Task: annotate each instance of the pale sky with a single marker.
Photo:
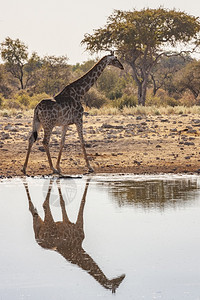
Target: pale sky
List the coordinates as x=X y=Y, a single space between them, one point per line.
x=56 y=27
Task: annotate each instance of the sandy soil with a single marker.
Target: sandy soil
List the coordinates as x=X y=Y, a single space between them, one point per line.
x=115 y=144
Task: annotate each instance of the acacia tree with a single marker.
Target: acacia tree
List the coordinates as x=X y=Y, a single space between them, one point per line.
x=15 y=55
x=141 y=38
x=162 y=75
x=189 y=78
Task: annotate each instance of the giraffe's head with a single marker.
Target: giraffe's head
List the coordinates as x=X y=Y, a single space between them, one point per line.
x=113 y=61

----------------------------------------

• YOUR GOAL: Could you return the lines in the entries above that contain "each"?

• SOLUTION FOR THIS PROBLEM:
Task: annotate each instance of the pale sky with a single marker.
Task: annotate each instance of the sandy soil with a single marker.
Task: annotate each instance of the acacia tree with a single marker.
Task: annotate each instance of the giraffe's head with a single marker.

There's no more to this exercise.